## BEGIN

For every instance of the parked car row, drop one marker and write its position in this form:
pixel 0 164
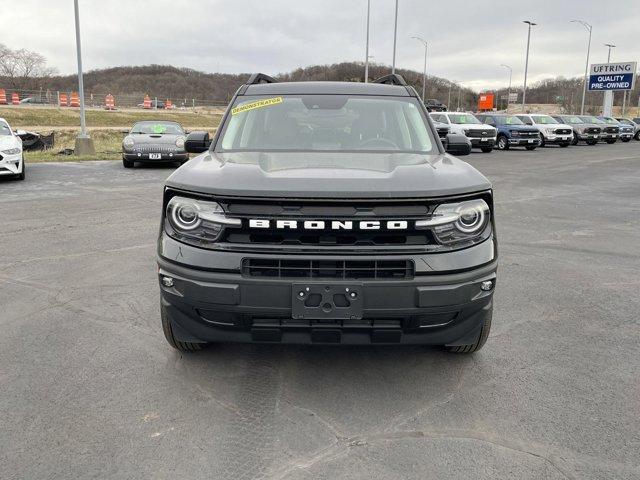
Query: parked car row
pixel 491 130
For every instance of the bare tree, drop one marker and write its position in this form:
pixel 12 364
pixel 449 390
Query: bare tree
pixel 23 69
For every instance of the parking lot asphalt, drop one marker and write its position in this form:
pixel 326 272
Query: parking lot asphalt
pixel 90 389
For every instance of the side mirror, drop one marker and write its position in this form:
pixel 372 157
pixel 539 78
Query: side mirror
pixel 457 144
pixel 197 142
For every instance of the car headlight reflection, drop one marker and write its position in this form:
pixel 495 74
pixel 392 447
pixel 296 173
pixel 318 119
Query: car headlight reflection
pixel 196 222
pixel 458 223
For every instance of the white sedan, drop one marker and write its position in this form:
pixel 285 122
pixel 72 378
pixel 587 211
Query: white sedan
pixel 11 158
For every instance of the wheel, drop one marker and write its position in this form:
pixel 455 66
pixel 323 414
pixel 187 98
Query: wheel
pixel 168 334
pixel 22 175
pixel 502 143
pixel 478 344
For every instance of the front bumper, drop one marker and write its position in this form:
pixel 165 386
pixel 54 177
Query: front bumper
pixel 552 139
pixel 430 309
pixel 482 142
pixel 588 136
pixel 164 157
pixel 11 164
pixel 523 142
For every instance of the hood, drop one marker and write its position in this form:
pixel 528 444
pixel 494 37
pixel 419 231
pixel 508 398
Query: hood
pixel 475 126
pixel 9 141
pixel 153 139
pixel 328 175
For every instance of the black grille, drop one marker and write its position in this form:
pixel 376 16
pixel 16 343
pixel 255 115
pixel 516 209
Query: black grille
pixel 355 211
pixel 339 269
pixel 526 133
pixel 155 149
pixel 485 133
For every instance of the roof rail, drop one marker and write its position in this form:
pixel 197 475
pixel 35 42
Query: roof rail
pixel 391 79
pixel 256 78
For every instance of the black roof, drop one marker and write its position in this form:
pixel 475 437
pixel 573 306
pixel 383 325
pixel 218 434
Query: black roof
pixel 327 88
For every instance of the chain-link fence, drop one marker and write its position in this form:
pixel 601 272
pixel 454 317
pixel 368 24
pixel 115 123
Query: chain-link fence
pixel 99 100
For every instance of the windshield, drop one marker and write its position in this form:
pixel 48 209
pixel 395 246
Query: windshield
pixel 157 128
pixel 571 119
pixel 463 118
pixel 590 119
pixel 4 129
pixel 326 123
pixel 544 120
pixel 509 120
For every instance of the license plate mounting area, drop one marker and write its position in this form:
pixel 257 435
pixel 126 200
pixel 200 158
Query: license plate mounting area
pixel 317 301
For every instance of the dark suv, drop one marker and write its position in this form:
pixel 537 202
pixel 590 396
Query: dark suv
pixel 512 132
pixel 327 213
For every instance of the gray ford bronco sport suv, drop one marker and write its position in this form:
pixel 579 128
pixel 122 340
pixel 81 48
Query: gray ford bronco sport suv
pixel 327 213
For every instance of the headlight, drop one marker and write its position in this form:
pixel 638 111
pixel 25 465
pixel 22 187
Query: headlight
pixel 458 222
pixel 196 222
pixel 12 151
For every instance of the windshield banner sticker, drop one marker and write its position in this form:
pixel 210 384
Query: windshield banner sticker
pixel 257 104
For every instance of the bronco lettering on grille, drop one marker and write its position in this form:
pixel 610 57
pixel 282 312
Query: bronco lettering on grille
pixel 331 225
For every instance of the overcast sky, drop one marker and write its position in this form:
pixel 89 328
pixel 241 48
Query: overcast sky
pixel 468 40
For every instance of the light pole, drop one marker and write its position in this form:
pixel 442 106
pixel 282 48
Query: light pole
pixel 586 67
pixel 366 55
pixel 610 45
pixel 508 89
pixel 84 144
pixel 424 68
pixel 395 36
pixel 607 104
pixel 526 62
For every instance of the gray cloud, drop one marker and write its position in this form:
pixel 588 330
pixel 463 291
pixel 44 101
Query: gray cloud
pixel 468 39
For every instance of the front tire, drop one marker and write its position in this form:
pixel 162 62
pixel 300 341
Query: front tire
pixel 479 343
pixel 22 175
pixel 502 143
pixel 575 139
pixel 168 334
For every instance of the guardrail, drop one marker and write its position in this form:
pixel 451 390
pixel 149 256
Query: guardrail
pixel 62 99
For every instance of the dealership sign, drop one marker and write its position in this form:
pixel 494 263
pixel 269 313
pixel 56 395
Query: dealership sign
pixel 612 76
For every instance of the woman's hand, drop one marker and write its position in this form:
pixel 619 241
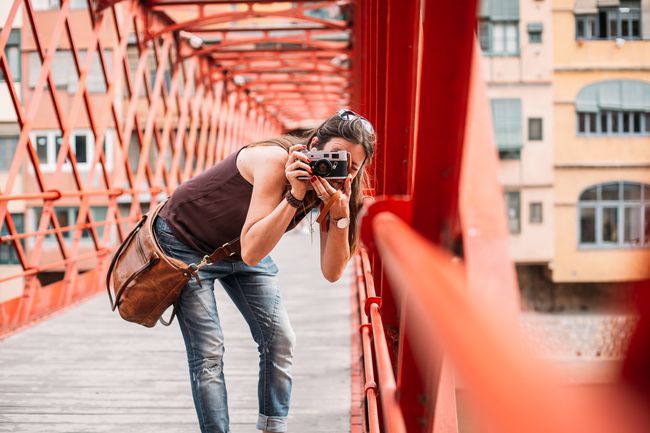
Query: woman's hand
pixel 325 191
pixel 298 166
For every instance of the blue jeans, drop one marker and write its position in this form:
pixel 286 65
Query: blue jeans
pixel 255 292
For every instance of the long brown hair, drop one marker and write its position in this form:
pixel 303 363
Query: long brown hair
pixel 354 129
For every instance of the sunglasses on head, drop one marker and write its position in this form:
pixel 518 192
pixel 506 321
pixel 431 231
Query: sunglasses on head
pixel 346 114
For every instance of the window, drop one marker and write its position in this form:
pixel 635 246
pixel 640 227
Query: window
pixel 64 73
pixel 506 119
pixel 8 255
pixel 43 5
pixel 513 208
pixel 536 216
pixel 594 21
pixel 499 27
pixel 615 214
pixel 82 143
pixel 586 27
pixel 614 107
pixel 7 150
pixel 535 129
pixel 12 53
pixel 535 33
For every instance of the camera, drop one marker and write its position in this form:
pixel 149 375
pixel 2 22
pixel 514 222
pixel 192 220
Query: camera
pixel 329 165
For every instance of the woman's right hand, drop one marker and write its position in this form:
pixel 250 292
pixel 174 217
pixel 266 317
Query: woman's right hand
pixel 298 166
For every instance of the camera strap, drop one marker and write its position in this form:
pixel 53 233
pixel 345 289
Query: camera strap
pixel 327 206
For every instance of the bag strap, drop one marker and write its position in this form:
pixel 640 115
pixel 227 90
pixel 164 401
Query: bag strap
pixel 226 250
pixel 117 255
pixel 171 318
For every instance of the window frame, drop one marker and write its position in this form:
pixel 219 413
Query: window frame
pixel 489 25
pixel 51 134
pixel 541 128
pixel 612 14
pixel 530 212
pixel 598 204
pixel 623 117
pixel 516 231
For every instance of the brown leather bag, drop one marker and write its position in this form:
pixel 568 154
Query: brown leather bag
pixel 145 280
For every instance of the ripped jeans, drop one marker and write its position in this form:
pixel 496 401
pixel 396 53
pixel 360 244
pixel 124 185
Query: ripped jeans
pixel 255 292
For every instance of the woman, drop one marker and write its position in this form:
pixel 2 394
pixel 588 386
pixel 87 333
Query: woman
pixel 257 194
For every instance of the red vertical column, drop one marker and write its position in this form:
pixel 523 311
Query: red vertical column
pixel 442 97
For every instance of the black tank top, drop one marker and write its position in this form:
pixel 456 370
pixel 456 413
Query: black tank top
pixel 210 209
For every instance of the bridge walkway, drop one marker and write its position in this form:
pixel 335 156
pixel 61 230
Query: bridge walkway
pixel 86 370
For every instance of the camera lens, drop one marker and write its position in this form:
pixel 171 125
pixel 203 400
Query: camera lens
pixel 322 167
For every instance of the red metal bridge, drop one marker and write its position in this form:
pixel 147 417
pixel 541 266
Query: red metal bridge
pixel 127 99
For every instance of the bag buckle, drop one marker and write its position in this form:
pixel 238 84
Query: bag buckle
pixel 205 261
pixel 227 248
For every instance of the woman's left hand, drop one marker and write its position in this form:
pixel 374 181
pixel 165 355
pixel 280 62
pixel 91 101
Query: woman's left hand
pixel 325 191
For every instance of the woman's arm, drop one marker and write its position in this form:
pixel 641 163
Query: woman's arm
pixel 334 246
pixel 269 214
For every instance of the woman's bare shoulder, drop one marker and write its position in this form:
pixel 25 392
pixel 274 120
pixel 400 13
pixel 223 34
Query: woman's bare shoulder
pixel 252 159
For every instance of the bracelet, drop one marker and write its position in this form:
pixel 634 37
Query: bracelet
pixel 292 200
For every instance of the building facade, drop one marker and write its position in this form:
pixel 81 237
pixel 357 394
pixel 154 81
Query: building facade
pixel 601 103
pixel 569 87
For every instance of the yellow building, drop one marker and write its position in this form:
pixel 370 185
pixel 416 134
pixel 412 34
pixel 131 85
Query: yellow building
pixel 601 139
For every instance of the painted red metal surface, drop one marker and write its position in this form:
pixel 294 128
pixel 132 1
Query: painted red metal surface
pixel 156 85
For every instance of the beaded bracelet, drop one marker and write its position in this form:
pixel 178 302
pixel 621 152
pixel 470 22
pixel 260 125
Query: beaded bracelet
pixel 292 200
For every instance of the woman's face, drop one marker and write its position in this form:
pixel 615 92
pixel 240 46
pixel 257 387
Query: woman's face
pixel 357 153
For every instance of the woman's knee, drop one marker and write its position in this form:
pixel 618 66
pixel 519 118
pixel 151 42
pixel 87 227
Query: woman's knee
pixel 284 340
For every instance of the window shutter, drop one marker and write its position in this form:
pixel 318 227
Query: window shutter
pixel 499 10
pixel 506 116
pixel 608 3
pixel 505 10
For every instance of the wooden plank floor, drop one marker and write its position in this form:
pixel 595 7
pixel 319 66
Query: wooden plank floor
pixel 86 370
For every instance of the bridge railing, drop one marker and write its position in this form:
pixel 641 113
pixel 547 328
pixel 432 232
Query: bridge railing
pixel 110 114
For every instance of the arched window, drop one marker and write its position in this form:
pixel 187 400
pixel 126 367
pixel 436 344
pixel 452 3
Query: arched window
pixel 614 107
pixel 615 214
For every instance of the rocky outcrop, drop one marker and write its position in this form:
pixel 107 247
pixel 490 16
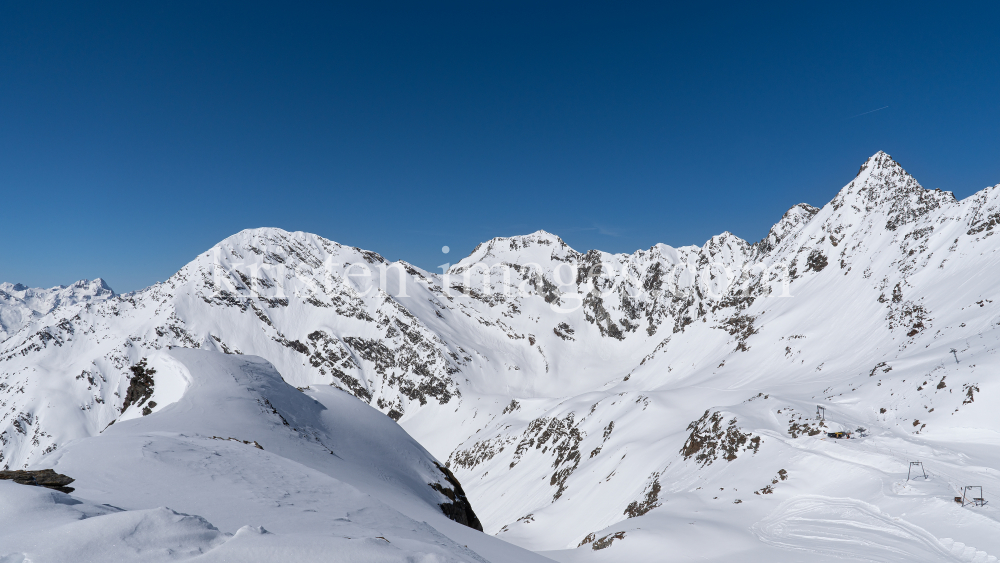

## END

Can you repeat the listing from the line that has "For every instance of the bridge railing, drop" through the end of the listing, with "arched window" changed to "round window" and everything else left the same? Leave the pictures out.

For every instance of the bridge railing, drop one marker and write its position in this form:
pixel 641 113
pixel 547 328
pixel 432 232
Query: bridge railing
pixel 110 114
For every instance of the round window, drop one marker and write its position in this form:
pixel 187 400
pixel 126 367
pixel 436 344
pixel 452 3
Query: round window
pixel 614 107
pixel 615 214
For every instance of the rocky outcrop, drop one marker and write its position in this form:
pixel 107 247
pixel 490 16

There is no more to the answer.